Instructions for the task
The answer must be an exact transcription of every record.
=== Begin Enclosure ===
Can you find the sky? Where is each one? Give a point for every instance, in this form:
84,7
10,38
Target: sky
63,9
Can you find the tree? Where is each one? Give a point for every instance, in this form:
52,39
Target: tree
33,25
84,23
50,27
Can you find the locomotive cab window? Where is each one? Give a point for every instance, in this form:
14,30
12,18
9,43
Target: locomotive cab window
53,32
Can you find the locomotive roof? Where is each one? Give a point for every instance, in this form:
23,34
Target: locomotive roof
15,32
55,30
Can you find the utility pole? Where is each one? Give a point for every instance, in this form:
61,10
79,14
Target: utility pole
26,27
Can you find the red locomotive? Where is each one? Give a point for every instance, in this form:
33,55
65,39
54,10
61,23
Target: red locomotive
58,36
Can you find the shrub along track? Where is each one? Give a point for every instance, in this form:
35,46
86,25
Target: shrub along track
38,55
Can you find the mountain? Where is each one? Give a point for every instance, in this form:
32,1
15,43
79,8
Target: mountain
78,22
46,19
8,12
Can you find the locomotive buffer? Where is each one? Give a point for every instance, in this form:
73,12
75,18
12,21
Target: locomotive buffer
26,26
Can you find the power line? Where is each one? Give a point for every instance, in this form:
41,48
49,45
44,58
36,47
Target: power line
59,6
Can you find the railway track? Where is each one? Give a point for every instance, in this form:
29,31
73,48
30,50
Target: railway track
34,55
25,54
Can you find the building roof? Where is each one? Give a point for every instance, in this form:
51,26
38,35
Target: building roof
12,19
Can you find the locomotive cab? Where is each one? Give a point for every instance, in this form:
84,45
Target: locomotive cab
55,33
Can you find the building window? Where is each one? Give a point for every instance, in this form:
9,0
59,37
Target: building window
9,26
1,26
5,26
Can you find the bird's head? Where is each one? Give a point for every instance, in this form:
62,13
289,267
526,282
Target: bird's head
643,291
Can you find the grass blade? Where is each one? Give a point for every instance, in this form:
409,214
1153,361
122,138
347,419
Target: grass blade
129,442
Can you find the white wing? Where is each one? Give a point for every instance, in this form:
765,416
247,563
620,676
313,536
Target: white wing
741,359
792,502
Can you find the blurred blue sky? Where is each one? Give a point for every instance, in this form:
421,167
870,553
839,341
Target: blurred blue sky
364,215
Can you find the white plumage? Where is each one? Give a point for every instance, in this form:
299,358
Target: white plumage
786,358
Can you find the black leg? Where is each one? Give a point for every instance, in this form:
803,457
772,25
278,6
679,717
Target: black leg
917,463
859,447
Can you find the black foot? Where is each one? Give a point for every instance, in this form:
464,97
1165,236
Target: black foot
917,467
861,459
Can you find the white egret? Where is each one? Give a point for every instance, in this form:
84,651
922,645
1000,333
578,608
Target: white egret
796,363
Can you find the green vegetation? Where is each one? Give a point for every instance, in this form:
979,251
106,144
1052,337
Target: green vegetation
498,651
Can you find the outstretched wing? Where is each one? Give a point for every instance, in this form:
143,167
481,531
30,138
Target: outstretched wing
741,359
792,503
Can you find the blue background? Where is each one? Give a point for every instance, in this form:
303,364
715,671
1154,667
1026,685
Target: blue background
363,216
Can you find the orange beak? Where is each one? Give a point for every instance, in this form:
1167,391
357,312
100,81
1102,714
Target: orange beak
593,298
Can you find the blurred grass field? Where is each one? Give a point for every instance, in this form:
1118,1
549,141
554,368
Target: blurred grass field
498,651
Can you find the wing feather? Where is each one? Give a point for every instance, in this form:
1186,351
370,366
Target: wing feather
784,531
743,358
=== End Enclosure ===
Your response
Can you find the sky? Where is each one? Give a point for every instance, in this form:
84,7
10,38
Target: sky
63,9
Can you find the tree? Where is each one? Give a point for every instance, in this form:
52,39
Target: tree
33,25
84,23
50,27
Can you find the locomotive cab window? Where is each one? Give a point for every instance, in this form:
14,30
12,18
9,43
Target: locomotive cab window
53,32
Can you find the locomotive roof? Where is each one? Give a point for every instance, in this form:
23,34
Target: locomotive roof
15,32
55,30
Can you find the utility pole? Where is each one? Give a point for every instance, in this form:
61,10
79,14
Target: utility pole
26,27
Can you find the red locomotive? Where is each one? Give a point for every instance, in this form:
33,55
65,39
54,10
61,23
Target: red locomotive
58,36
Can you find the shrub along track? Where is each one? Give a point for every instance, in this form:
35,46
86,25
Target: shrub along track
38,55
Can you find the mountain? Where is each one? Give a point for every instance, in this form:
32,1
15,43
79,8
Target: mountain
78,22
46,19
8,12
Can you find the locomotive buffer? Where is each one? Give a point for every instance, in this form:
73,12
75,18
12,21
Target: locomotive buffer
26,26
Can you find the power line? Where is each one? Give a point for every instance, in this form:
41,48
49,45
44,58
36,47
Target: power line
59,6
Can you find the railway track? Where is each one? Give a point for every instance, in this form:
29,31
73,48
30,50
Target: railway track
34,55
25,54
Can you find the building roof? Where is each one? Give a point for every instance, in this form:
51,26
38,35
Target: building roof
12,19
Can you find the locomotive cab? Where is each one? Give a point for every instance, in this form:
84,45
Target: locomotive cab
55,33
Can you find the building window? Where is each one? Give a point for every instance, in this form:
9,0
59,37
Target: building window
9,26
1,26
5,26
Can you find the bird's head? Where is each one? Give a point for every instance, in this form:
62,13
289,267
526,282
Target: bird's head
643,291
Can you find the grass blade? Where is each one? Give a point for every instance, in this form:
409,214
1153,361
122,138
347,419
Target: grass blade
129,442
Can you find the white wing? Where is each one? Give a point for every instance, in this form:
765,416
247,563
620,676
313,536
Target: white wing
741,359
792,502
Can you find the blurred blue sky? Where is each one? Give a point for every instance, in this form:
421,167
870,553
839,341
Target: blurred blue sky
364,215
Can you find the white plumage? Where is each one? Give a point for every instance, in this form:
299,358
Target: white plumage
786,358
Can you find the black leg? Where is each one? Give a point for every instance, in this form:
803,457
772,25
278,6
679,717
Target: black leg
917,463
859,447
Can you find the black foot? Where is each one? Give a point for every instance, in this form:
464,97
1165,236
Target: black foot
917,467
861,459
Can you find the white egret? Where is each one? Give a point for every instance, in this form:
84,651
922,645
1000,333
578,608
Target: white egret
796,363
Can you find the green vegetation? Where is each one? Give a point for every instance, in this form:
979,251
106,144
1052,337
Target: green vegetation
498,651
Can you find the outstretched wing? Where is each one? Give a point for every instance, in this form:
143,167
481,531
30,138
Target: outstretched wing
741,359
792,503
Can you find the blue background? Where is each one? Give a point for every instance, in this form:
303,364
715,671
1154,667
1026,685
Target: blue background
363,216
Can you find the orange beak? Where is each one? Give a point for every instance, in this form:
1167,391
357,312
100,81
1102,714
Target: orange beak
593,298
Can you find the blurred grass field? Where is each one? Give a point for every instance, in this form:
1118,1
549,141
554,368
Target: blurred grass field
498,651
Can you find the wing feather? Where is each one? Give a point for every instance, in this form:
1186,351
370,366
Target: wing feather
784,531
743,358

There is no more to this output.